Data rows:

##############################

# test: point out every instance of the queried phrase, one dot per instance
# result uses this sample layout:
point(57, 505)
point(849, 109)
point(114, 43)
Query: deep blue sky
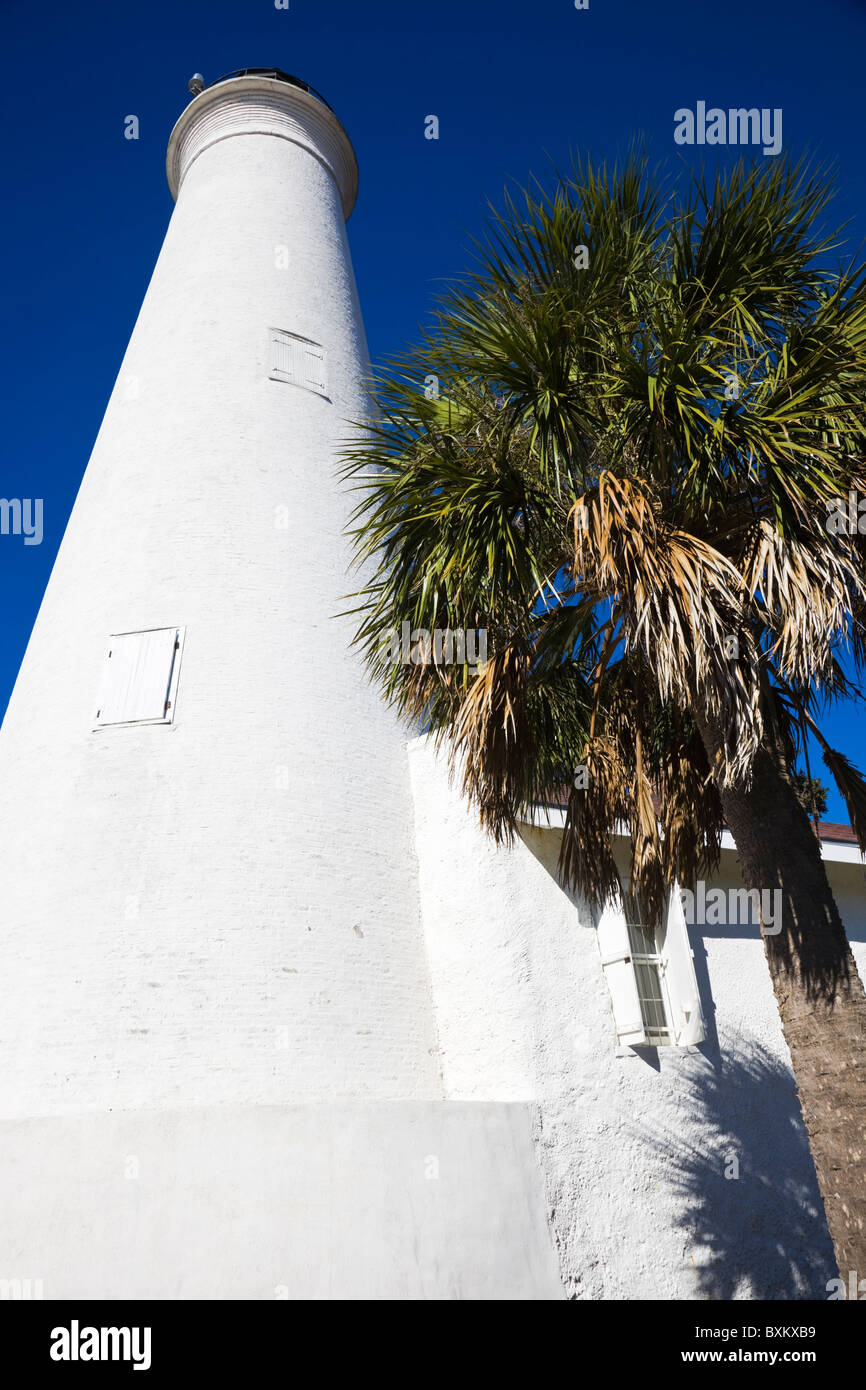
point(515, 84)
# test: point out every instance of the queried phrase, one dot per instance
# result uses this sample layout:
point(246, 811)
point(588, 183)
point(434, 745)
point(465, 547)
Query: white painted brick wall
point(177, 927)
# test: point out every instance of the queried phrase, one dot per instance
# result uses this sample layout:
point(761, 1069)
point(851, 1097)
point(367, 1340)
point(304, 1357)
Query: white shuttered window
point(141, 677)
point(298, 360)
point(651, 976)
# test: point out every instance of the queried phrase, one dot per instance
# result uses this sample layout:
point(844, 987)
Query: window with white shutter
point(141, 677)
point(651, 977)
point(298, 360)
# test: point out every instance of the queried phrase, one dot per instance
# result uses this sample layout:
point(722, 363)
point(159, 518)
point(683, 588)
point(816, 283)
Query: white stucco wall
point(633, 1148)
point(377, 1200)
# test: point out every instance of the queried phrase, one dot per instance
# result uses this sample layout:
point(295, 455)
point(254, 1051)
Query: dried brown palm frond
point(681, 603)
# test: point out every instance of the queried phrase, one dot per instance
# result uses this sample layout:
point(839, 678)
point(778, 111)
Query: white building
point(277, 1020)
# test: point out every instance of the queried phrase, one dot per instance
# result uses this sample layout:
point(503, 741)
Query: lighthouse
point(221, 1061)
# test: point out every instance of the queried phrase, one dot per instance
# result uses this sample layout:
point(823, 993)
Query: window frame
point(171, 690)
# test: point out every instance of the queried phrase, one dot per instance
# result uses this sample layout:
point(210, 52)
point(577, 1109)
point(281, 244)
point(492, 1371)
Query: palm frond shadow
point(763, 1233)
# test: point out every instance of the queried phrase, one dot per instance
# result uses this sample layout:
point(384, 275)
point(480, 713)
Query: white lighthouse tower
point(220, 1052)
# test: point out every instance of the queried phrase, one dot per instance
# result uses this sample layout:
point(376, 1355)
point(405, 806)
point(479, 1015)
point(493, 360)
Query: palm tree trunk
point(818, 988)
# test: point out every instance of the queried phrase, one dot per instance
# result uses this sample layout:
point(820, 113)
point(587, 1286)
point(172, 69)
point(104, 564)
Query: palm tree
point(616, 452)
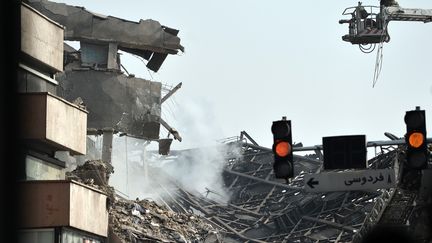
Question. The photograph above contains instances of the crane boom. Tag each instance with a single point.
(368, 24)
(396, 13)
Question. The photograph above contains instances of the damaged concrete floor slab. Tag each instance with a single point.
(262, 209)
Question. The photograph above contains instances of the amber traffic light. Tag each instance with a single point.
(282, 149)
(415, 137)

##############################

Set problem:
Replace "sample layout" with "example format" in everything from the start of the material down to the line containing "point(277, 1020)", both ends included, and give those lines again with nothing else changed and the pictures left out.

Solution to this task:
# test: point out every instance of the queried phrase, one dot per instance
# result uses this example format:
point(57, 505)
point(849, 109)
point(114, 43)
Query: deep blue sky
point(515, 84)
# test: point out every instance of the queried phrase, one dot per instance
# result uses this example format:
point(246, 811)
point(588, 183)
point(434, 745)
point(465, 547)
Query: white painted brick wall
point(177, 927)
# test: point out every instance of the queried phrase, one dot per instance
# result uses this example format:
point(761, 1069)
point(851, 1097)
point(367, 1340)
point(304, 1357)
Query: white shuttered window
point(141, 677)
point(298, 360)
point(651, 976)
# test: point out every instance of the queried phrase, one dot per instance
# result uses this example format:
point(844, 987)
Query: window with white shutter
point(141, 677)
point(651, 977)
point(298, 360)
# test: point out every instance of the queried phrase, one dot per instance
# result uses this example format:
point(722, 363)
point(159, 518)
point(683, 588)
point(816, 283)
Query: white stucco wall
point(633, 1148)
point(377, 1200)
# test: point out every instance of the queried phrase, one dot per instance
# result uses this example format:
point(295, 455)
point(254, 1051)
Query: dried brown palm frond
point(681, 603)
# test: point out every instance of the queried phrase, one dot per instance
# result uses this example format:
point(839, 678)
point(778, 111)
Query: white building
point(277, 1020)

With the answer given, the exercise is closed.